REQUIRED TASK> Can you quote every one of the entries below word for word, leaving nothing out and changing nothing?
#### INPUT FOR THIS TASK ####
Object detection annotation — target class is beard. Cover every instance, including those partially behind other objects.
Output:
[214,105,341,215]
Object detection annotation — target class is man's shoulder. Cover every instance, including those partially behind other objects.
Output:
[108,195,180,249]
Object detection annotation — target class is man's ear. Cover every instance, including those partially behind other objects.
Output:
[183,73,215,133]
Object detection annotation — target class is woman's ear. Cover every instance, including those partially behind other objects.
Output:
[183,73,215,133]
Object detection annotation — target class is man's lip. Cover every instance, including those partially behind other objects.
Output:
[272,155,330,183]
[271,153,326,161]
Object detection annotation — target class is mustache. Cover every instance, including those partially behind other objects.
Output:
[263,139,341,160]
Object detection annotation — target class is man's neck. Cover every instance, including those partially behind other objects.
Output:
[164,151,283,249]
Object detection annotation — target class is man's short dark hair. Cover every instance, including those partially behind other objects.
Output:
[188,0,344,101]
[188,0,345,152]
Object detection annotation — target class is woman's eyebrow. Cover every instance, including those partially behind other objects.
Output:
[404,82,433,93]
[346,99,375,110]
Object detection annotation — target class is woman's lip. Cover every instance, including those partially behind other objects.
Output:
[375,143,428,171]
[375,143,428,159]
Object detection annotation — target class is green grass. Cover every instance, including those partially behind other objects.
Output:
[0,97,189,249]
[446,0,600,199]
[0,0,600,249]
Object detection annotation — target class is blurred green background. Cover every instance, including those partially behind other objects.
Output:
####
ANSWER BELOW>
Object detection annotation — target class is beard. Cover every instance, including those partially behind other objects.
Output:
[214,105,341,215]
Object detection annotation — target class is man's shoulder. Cover every instance, including those partially behind other objects.
Output:
[108,195,180,249]
Object detection annotation — target class is man's ear. Cover every instance, including those partially behind other objects.
Output:
[183,73,215,133]
Object detection annotation — target class is woman's ear. Cover every instance, including those partially behind other objects.
Output:
[183,73,215,133]
Object detection annotation — target class is man's lip. Cover every instance, including those partially behind other objects.
Output:
[272,155,330,183]
[271,153,326,161]
Object detection annotation — target class is mustache. Cover every instance, including those partially behind other objects.
Output:
[263,139,341,160]
Object detection annotation — target class is man's neck. Cover every instance, including those partially behind other objects.
Output:
[164,151,283,249]
Object detection annotation — target class is man's short dark hair. Cover every instance, including those partially behind other objects.
Output:
[188,0,344,101]
[188,0,345,152]
Object detection annotation — target class is woman's eyebrow. Cover every instance, including those partially behind other objects.
Output:
[404,82,433,93]
[346,99,375,110]
Object detection annotation — target class is woman's lip. Cover every instance, including those partially behind other objects.
Output:
[375,143,428,171]
[375,143,428,159]
Object detection annotation — target class is green grass. Cover every instance, including those partially behind other objects.
Output:
[0,97,189,249]
[446,0,600,199]
[0,0,600,249]
Object detection annotation — target class is blurred green background. Cover every instance, including those partially behind other objects.
Output:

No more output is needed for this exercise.